WORK TO COMPLETE: Can you output the lines from the one containing "The service MUST place a point on the suit" up to and including the one containing "x=431, y=321" as a Markdown table with the columns Number and Text, one line per table row and no blank lines?

RECORDS FOR THE EXERCISE:
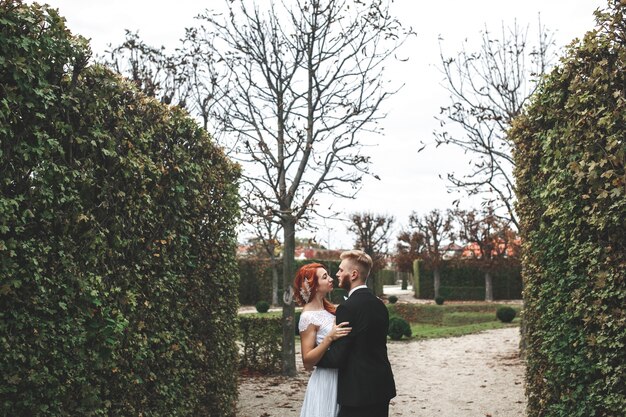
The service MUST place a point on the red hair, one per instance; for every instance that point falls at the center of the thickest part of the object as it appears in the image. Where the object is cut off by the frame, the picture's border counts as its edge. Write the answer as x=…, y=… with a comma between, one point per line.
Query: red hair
x=307, y=273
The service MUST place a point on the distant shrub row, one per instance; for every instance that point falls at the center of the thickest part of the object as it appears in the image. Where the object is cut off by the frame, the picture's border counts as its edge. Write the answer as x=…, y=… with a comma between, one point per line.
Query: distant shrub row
x=465, y=280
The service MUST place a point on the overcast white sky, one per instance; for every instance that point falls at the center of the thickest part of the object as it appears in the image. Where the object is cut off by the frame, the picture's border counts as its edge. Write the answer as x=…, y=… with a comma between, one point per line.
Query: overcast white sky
x=409, y=181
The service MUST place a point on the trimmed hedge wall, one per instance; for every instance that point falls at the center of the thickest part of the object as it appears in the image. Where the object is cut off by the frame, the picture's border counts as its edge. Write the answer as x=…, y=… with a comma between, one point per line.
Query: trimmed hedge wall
x=464, y=280
x=117, y=243
x=439, y=315
x=261, y=343
x=255, y=283
x=570, y=157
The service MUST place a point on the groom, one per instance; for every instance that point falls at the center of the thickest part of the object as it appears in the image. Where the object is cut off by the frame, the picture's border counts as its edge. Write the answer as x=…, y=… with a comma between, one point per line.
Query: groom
x=365, y=379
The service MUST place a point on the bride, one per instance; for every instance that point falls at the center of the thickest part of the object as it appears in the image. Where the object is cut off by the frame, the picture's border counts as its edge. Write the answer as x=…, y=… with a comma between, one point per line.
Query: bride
x=317, y=331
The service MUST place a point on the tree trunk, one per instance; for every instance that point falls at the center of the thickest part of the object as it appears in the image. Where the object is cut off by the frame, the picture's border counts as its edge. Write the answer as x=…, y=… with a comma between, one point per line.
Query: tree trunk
x=289, y=352
x=488, y=287
x=437, y=281
x=274, y=283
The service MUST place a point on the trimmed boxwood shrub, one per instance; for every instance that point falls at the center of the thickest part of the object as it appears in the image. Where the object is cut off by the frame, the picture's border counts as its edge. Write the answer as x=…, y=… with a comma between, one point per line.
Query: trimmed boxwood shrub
x=117, y=239
x=262, y=306
x=398, y=327
x=505, y=314
x=570, y=156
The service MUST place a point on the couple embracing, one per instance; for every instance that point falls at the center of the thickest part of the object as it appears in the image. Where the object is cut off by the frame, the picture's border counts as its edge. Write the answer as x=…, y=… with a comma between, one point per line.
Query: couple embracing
x=345, y=345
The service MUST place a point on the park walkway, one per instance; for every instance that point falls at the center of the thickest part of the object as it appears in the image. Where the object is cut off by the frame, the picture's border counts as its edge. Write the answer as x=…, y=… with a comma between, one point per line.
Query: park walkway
x=478, y=375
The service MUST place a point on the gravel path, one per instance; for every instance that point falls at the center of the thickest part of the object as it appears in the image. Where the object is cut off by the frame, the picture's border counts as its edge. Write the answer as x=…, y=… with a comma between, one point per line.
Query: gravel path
x=477, y=375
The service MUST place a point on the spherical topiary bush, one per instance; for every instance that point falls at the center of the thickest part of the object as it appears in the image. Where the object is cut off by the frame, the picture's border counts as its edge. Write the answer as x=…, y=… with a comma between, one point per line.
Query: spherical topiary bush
x=398, y=327
x=262, y=306
x=505, y=314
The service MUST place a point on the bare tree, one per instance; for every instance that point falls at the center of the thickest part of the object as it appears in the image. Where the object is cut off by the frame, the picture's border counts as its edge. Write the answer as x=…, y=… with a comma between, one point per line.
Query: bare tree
x=372, y=237
x=409, y=247
x=488, y=88
x=492, y=237
x=304, y=84
x=435, y=228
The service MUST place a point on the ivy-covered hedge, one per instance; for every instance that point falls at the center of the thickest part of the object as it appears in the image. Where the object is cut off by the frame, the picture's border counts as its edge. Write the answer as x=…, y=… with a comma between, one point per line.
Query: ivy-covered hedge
x=464, y=280
x=117, y=268
x=261, y=349
x=570, y=157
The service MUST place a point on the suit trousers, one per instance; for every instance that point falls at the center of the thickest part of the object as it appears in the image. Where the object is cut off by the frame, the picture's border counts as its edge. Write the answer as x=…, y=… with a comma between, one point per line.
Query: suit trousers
x=372, y=410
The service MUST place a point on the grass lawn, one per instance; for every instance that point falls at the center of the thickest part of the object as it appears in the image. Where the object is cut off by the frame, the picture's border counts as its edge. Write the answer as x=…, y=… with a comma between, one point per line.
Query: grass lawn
x=431, y=321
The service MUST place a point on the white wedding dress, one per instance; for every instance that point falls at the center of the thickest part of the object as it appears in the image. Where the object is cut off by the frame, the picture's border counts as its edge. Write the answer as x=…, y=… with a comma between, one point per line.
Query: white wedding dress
x=320, y=399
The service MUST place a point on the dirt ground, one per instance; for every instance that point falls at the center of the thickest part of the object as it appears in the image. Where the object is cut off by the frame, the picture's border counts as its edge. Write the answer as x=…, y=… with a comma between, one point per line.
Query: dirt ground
x=476, y=375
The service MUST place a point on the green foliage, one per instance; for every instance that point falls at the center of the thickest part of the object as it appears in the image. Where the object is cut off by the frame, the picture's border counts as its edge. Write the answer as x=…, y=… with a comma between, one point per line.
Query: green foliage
x=387, y=276
x=262, y=341
x=570, y=157
x=465, y=280
x=505, y=314
x=262, y=306
x=255, y=281
x=437, y=315
x=462, y=318
x=117, y=245
x=398, y=327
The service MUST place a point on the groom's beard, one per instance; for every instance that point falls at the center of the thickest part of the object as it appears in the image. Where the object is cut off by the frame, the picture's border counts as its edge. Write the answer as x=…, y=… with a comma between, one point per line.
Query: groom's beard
x=345, y=284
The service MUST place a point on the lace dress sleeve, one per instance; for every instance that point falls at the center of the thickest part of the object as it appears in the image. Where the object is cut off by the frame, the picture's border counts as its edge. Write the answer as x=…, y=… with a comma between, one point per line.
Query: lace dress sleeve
x=306, y=319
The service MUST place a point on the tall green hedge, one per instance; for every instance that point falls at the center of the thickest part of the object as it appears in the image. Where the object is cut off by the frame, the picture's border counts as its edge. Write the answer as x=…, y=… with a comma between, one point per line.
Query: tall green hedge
x=117, y=245
x=570, y=156
x=465, y=280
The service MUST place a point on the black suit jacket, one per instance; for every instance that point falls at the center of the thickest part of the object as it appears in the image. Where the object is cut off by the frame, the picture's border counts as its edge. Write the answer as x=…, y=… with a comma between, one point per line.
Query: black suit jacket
x=365, y=375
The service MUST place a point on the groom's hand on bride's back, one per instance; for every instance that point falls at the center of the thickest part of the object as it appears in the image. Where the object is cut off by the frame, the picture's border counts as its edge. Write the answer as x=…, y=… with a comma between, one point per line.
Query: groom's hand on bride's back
x=340, y=330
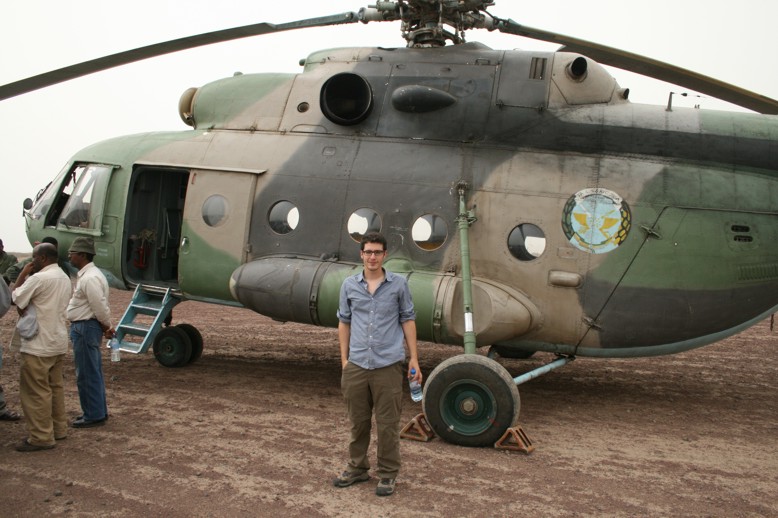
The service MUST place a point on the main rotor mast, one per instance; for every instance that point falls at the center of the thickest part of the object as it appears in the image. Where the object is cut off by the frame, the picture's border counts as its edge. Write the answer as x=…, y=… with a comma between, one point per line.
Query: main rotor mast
x=425, y=22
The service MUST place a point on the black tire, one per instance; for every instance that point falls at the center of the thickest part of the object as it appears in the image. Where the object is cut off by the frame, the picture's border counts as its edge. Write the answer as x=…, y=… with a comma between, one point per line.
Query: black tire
x=471, y=400
x=196, y=338
x=172, y=347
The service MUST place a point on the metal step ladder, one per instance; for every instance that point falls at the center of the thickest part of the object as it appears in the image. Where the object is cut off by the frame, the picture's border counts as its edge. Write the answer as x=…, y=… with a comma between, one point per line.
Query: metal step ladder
x=142, y=320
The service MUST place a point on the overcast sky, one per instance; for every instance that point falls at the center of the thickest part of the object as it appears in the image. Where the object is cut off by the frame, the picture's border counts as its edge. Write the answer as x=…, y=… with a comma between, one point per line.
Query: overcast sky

WRITTEN ANSWER:
| Number | Text |
|---|---|
| 1 | The service MUST place a point on the suit trousers, one per instance; for every instance that point falls at the center of the thickest part of the object as it appears in the image. Where the object is cut off by the frame, the picture's border counts as its edge. Write the answer as x=…, y=… with a comma between, one point per line. |
| 2 | Query: suit trousers |
| 3 | x=372, y=410 |
| 4 | The service MUST place a point on the grass lawn, one per instance; for every instance that point falls at the center of the thickest part of the object as it appears in the image. Where the object is cut off by the frame, the picture's border counts as its edge. Write the answer as x=…, y=… with a comma between, one point per line. |
| 5 | Query: grass lawn |
| 6 | x=431, y=321 |